**RECORDS FOR THE TASK**:
▽

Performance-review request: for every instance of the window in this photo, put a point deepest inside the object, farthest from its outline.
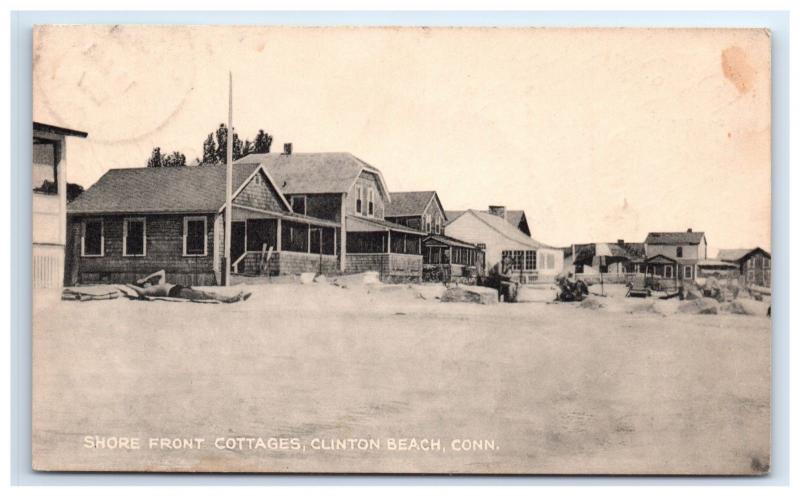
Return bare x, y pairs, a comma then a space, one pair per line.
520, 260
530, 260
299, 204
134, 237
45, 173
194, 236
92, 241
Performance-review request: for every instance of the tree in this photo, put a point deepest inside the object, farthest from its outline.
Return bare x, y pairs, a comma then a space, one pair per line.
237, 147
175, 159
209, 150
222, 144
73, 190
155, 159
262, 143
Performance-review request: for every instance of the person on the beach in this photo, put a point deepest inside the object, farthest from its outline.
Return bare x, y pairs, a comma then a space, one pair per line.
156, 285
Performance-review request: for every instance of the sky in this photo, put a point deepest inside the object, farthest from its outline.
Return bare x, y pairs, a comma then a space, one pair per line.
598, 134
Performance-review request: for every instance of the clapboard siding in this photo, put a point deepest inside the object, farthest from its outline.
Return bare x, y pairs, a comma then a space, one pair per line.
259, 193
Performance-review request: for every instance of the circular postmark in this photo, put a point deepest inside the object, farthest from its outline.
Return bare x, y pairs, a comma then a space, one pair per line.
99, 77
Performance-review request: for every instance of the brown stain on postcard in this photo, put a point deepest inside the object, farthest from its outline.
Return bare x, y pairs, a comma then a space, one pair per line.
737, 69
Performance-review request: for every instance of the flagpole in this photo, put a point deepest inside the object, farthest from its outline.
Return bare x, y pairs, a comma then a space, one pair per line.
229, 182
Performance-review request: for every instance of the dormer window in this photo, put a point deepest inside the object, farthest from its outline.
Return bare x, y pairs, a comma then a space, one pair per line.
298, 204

△
▽

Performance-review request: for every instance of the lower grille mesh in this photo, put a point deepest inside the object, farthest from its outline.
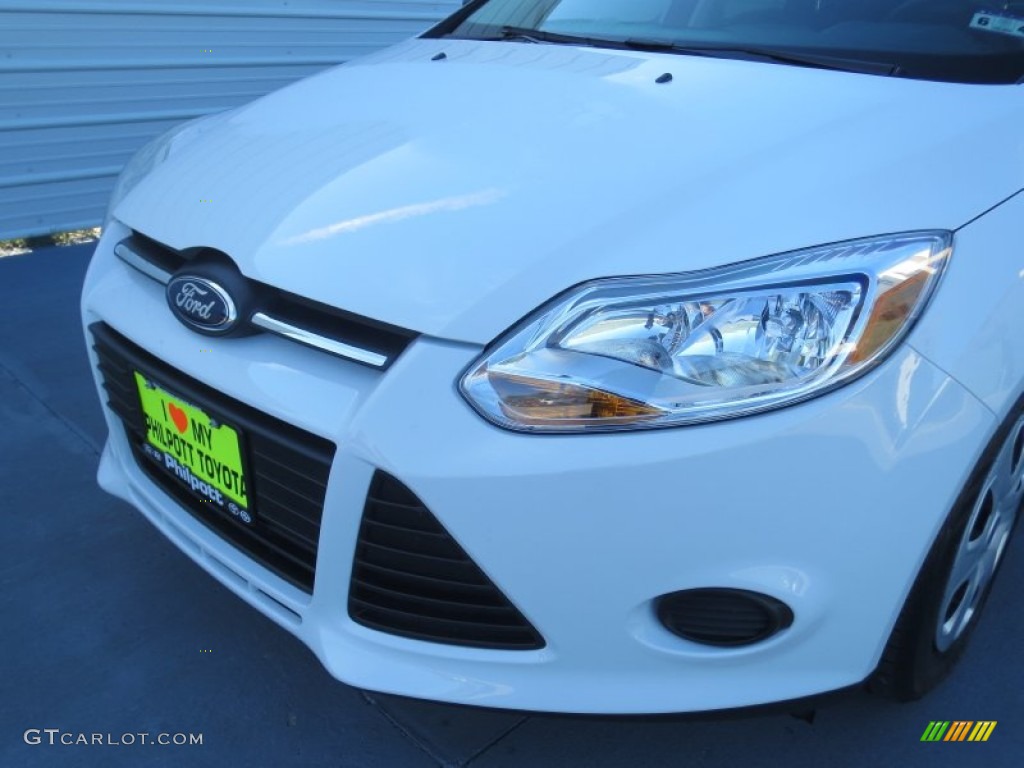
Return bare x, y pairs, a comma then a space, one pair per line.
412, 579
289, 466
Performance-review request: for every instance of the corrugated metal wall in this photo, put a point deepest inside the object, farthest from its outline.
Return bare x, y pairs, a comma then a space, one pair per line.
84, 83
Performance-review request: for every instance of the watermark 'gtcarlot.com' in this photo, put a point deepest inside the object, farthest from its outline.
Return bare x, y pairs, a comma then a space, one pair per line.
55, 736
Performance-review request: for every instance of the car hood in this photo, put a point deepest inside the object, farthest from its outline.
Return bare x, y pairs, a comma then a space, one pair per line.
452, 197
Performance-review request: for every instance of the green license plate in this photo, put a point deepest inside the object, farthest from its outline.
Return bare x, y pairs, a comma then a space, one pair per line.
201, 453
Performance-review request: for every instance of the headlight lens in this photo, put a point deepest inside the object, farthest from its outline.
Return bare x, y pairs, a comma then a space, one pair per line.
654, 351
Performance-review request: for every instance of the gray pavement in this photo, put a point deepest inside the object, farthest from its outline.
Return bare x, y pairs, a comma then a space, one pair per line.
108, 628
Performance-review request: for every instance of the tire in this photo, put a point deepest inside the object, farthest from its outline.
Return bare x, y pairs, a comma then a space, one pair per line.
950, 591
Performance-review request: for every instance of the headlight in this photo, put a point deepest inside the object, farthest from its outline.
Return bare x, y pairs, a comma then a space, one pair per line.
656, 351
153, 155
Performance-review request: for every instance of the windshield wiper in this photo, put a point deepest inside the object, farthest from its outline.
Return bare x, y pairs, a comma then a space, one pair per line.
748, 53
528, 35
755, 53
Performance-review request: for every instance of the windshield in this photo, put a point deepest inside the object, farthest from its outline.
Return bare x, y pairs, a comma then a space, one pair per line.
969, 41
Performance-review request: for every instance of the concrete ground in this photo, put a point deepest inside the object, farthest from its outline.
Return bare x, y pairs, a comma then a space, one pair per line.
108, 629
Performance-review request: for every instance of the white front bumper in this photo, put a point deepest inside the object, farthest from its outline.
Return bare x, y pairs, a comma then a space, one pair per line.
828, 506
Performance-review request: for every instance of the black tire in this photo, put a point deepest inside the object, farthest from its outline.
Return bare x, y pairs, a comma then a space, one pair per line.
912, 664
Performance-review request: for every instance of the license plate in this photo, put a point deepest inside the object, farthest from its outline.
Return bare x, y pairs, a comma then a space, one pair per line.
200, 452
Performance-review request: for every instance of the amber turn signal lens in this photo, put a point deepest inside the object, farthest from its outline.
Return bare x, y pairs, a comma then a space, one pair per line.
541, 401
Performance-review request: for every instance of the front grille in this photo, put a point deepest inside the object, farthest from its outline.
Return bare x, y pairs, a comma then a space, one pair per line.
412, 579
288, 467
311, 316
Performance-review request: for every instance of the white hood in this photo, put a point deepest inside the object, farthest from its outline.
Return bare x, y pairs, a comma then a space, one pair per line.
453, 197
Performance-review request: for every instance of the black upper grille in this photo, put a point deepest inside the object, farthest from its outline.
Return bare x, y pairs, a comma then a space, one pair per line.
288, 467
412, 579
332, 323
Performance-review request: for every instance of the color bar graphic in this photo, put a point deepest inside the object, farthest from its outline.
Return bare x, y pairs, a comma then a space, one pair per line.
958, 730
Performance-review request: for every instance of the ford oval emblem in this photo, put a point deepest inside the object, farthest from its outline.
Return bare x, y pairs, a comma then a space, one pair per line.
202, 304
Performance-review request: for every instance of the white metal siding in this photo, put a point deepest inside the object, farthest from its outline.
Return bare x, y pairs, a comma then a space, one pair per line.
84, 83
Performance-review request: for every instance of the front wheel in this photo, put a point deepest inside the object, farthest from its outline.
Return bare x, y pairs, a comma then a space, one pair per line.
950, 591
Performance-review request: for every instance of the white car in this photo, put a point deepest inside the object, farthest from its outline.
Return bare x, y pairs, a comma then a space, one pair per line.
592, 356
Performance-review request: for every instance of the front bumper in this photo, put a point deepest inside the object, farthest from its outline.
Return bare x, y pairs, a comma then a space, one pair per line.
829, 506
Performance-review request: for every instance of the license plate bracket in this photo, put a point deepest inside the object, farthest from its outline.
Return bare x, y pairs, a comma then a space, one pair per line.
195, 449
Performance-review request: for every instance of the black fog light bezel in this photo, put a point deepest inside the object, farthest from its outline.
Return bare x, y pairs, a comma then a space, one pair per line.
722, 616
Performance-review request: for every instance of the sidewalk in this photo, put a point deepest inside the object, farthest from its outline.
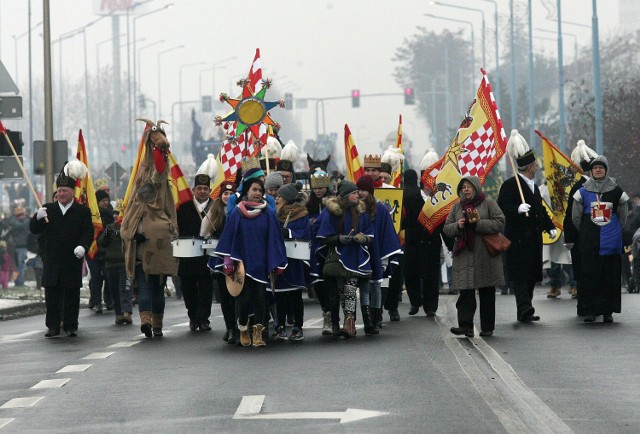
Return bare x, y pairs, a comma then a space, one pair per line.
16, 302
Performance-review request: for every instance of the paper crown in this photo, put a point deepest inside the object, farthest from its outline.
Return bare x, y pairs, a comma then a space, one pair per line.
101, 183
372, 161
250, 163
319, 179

△

**GIVEN PROBLEM**: Identify every line of the data above that contains the string "white", and copy each of those lines in full.

**TASK ANSWER**:
Performance-review request: for every instance of the white front bumper in this photo, put a point deepest inside the object, farthest from its outline.
Performance-review request: for every instance of the white hood in this photo, put a point deepest inside the object, farthest from its outline.
Performance-review request: for every instance of the white metal siding in this photo, put a point deepest inside the object, farthest from its outline.
Performance-review request: for every instance of the white car in this photo, put a point deepest inside the object, farthest from its outline.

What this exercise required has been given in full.